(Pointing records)

+++

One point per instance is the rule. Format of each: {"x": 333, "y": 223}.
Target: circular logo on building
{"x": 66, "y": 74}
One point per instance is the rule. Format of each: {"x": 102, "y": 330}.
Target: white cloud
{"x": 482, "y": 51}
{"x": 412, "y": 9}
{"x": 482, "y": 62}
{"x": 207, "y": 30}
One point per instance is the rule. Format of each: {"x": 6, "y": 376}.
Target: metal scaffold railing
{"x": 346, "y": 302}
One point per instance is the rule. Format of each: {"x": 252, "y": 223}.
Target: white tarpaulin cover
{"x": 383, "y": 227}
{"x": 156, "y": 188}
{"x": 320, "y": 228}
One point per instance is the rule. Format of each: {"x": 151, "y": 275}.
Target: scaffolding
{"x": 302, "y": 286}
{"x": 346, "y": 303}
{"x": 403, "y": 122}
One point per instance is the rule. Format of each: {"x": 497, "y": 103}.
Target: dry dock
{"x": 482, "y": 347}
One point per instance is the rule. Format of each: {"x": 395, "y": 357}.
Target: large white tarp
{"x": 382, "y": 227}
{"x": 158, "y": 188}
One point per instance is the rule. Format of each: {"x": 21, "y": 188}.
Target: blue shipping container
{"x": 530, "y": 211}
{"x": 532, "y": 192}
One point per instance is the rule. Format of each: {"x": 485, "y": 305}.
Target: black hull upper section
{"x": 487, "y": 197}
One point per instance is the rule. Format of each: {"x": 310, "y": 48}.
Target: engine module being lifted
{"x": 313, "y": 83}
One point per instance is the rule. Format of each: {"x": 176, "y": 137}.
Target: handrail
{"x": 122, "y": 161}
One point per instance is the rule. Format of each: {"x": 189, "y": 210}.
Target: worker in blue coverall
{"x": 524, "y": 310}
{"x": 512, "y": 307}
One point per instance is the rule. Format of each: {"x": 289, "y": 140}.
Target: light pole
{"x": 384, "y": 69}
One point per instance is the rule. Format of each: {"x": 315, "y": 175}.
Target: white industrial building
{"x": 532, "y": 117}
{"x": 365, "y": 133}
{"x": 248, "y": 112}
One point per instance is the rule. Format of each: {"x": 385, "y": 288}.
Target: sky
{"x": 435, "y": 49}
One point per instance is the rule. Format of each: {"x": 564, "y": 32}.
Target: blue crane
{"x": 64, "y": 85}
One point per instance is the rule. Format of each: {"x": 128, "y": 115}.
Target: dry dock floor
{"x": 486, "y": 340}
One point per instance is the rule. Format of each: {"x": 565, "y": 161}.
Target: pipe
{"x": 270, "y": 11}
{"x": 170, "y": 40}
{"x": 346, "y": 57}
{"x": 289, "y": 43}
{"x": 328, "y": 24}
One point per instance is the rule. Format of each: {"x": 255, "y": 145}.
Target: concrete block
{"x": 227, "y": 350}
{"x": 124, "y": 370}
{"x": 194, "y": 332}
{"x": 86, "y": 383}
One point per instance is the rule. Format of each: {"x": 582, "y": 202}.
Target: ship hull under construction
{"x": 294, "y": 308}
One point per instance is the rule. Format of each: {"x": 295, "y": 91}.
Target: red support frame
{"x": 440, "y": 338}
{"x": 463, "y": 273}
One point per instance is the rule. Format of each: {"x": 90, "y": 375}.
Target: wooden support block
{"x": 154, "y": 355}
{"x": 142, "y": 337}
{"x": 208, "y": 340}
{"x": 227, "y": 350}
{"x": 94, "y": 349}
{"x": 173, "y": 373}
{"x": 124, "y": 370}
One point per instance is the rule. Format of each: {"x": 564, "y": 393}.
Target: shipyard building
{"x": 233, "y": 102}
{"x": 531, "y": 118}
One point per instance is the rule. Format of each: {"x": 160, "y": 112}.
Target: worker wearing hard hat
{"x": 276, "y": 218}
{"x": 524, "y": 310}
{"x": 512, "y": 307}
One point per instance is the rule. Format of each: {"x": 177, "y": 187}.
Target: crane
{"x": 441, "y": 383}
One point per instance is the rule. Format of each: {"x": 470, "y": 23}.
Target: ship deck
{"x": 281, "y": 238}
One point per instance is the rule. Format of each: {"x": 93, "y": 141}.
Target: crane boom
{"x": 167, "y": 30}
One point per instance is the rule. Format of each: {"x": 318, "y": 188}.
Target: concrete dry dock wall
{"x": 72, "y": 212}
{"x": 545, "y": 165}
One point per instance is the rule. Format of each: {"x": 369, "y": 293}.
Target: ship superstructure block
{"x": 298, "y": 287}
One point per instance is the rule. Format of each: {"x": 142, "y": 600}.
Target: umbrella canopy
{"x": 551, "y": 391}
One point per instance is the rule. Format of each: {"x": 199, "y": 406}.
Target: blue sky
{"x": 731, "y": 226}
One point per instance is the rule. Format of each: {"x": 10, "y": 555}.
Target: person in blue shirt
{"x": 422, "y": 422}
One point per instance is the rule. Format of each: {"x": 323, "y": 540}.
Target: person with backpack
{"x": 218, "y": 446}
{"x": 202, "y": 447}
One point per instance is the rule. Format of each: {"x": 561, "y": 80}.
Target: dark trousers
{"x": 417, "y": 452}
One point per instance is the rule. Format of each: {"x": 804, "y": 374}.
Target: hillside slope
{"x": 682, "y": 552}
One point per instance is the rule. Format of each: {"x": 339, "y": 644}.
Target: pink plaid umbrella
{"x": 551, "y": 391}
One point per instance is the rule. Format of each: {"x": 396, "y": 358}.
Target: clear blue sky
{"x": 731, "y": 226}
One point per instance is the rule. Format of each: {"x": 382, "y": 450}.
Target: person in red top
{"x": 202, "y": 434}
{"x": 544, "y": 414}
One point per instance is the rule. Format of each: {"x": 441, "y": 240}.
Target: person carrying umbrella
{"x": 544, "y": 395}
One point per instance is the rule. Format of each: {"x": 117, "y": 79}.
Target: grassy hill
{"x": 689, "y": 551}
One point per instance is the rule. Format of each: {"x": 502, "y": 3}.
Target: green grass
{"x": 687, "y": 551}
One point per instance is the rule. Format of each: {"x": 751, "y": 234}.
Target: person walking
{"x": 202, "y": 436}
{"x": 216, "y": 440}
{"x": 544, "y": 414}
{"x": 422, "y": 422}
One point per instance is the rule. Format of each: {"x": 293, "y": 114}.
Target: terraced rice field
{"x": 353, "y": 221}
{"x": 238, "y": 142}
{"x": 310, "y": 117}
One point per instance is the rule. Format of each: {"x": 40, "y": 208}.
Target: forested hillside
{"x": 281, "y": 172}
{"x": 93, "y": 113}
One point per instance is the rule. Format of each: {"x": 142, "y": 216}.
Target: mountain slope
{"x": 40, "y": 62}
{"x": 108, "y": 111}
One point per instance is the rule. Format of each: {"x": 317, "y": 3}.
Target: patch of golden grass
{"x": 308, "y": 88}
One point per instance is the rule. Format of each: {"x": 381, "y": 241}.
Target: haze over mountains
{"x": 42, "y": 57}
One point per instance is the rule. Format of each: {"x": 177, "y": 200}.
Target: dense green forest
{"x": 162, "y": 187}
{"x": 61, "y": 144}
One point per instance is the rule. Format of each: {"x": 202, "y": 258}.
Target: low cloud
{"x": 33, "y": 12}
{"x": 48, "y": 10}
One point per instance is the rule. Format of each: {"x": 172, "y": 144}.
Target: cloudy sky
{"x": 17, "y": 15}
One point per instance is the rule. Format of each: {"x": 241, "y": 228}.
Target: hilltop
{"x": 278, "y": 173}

+++

• EXERCISE: Please pull out every line above that contains the string "crane" and copy each one.

• OUTPUT OF THE EXERCISE:
Target: blue crane
Target: crane
Target: crane boom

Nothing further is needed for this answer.